* _Task instructions_:
Could you reproduce all of these records exactly?

* _Provided records_:
((

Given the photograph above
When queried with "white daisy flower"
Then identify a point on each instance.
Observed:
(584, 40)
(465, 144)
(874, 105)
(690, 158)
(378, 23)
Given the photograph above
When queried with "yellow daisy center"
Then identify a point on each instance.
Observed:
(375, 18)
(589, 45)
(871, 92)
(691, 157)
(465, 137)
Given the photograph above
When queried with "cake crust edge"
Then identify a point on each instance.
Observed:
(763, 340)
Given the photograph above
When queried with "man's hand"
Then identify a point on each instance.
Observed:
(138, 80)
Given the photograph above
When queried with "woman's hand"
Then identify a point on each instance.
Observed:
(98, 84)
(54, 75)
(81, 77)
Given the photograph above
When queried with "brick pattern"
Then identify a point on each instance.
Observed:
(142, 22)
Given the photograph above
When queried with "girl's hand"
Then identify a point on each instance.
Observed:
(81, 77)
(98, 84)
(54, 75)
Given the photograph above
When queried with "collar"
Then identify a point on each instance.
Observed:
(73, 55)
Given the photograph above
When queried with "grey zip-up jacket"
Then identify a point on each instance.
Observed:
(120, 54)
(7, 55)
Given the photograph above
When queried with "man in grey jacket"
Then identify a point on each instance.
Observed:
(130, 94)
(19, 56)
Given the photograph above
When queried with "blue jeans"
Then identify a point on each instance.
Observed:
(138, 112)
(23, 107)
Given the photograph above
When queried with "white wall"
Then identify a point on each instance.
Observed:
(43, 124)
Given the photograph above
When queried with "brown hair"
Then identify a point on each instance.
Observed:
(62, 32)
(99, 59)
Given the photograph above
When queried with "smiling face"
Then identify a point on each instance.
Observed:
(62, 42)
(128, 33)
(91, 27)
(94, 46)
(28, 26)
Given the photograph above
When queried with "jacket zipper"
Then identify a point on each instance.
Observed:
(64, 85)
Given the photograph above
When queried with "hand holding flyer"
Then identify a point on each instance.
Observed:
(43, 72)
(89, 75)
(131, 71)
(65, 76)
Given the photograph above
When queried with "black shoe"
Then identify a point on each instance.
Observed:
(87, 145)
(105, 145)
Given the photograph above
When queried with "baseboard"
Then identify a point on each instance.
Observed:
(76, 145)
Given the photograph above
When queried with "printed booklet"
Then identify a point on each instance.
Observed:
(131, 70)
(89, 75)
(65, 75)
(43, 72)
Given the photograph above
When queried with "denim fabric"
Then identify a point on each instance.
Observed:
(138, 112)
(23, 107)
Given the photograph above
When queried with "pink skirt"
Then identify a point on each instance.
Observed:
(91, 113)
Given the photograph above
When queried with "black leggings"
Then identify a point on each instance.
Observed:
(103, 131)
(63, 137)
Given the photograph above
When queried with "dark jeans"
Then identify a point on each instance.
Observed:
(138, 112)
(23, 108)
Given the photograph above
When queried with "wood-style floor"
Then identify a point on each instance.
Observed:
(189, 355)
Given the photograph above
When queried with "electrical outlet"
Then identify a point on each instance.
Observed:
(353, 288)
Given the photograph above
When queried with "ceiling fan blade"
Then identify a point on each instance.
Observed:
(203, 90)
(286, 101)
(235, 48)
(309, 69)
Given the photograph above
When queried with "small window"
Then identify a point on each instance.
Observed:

))

* _Exercise answer_:
Given the photograph above
When queried with "white daisy flower"
Then identify a point on each instance.
Observed:
(584, 40)
(465, 144)
(874, 105)
(690, 158)
(378, 23)
Given the photograph above
When queried with "yellow daisy center"
Then identify a point on each instance.
Observed:
(375, 18)
(589, 45)
(871, 92)
(691, 157)
(465, 137)
Given the photograph above
When queried with "cake crust edge"
Then identify a point on each instance.
Observed:
(763, 340)
Given the photograph above
When queried with "man's hand"
Then identify a point on each instance.
Observed:
(138, 80)
Given the photograph above
When queried with "woman's hand"
Then identify a point on each instance.
Observed:
(98, 84)
(54, 75)
(81, 77)
Given the photograph above
When queried with "brick pattern"
Then identify a point on each instance.
Observed:
(142, 22)
Given the photograph above
When queried with "girl's hand"
Then identify a point on each instance.
Observed:
(81, 77)
(98, 84)
(54, 75)
Given the photograph above
When queried with "collar"
Then identify a point on each instance.
Observed:
(73, 55)
Given the photograph above
When queried with "grey zip-up jacket"
Then identify a point on each instance.
Observed:
(120, 54)
(7, 55)
Given the photograph above
When queried with "man in grey jacket"
Then identify a point on each instance.
Observed:
(130, 94)
(19, 56)
Given the photograph above
When queried with "blue jeans"
Then identify a point on each instance.
Observed:
(138, 112)
(23, 107)
Given the photograph above
When queried with "white wall"
Then identify a point on each instance.
Observed:
(43, 124)
Given the photograph above
When queried with "brown hair"
Then identify a point on each instance.
Observed:
(62, 32)
(99, 59)
Given the photograph above
When queried with "smiling face"
Then identify a point on each instance.
Observed:
(62, 42)
(128, 33)
(91, 27)
(94, 46)
(28, 26)
Given the photograph above
When queried with "jacket zipper"
Then identify a point on each instance.
Observed:
(64, 85)
Given the photograph above
When queried with "hand holding flyer"
Then identify a point on each instance.
Observed:
(43, 72)
(89, 75)
(131, 71)
(65, 76)
Given the photograph above
When queried with "black shoe"
Then identify a point on each instance.
Observed:
(87, 145)
(105, 145)
Given the photograph above
When queried with "baseboard"
Then identify a point on each instance.
Observed:
(76, 145)
Given the photograph above
When queried with "printed booklet"
Then identify a point on each instance.
Observed:
(131, 70)
(89, 75)
(65, 75)
(43, 72)
Given the photograph above
When queried with "denim fabric"
Then identify a point on each instance.
Observed:
(138, 112)
(23, 107)
Given the photograph above
When queried with "pink skirt"
Then identify a point on each instance.
Observed:
(91, 113)
Given the photograph above
When queried with "black leggings"
Then identify a point on each instance.
Observed:
(103, 131)
(63, 137)
Given the photograph above
When queried with "dark jeans"
Then identify a point on each instance.
Observed:
(138, 112)
(23, 108)
Given the photograph above
When queried with "wood-style floor"
Then identify a point on each instance.
Observed:
(189, 355)
Given the photograph above
When queried with "electrical outlet"
Then identify a point on each instance.
Observed:
(353, 288)
Given the photograph above
When queried with "ceiling fan blade"
Then identify a point on each instance.
Observed:
(203, 90)
(286, 101)
(235, 48)
(309, 69)
Given the photograph above
When queried with "small window"
Then identify a point on each instance.
Observed:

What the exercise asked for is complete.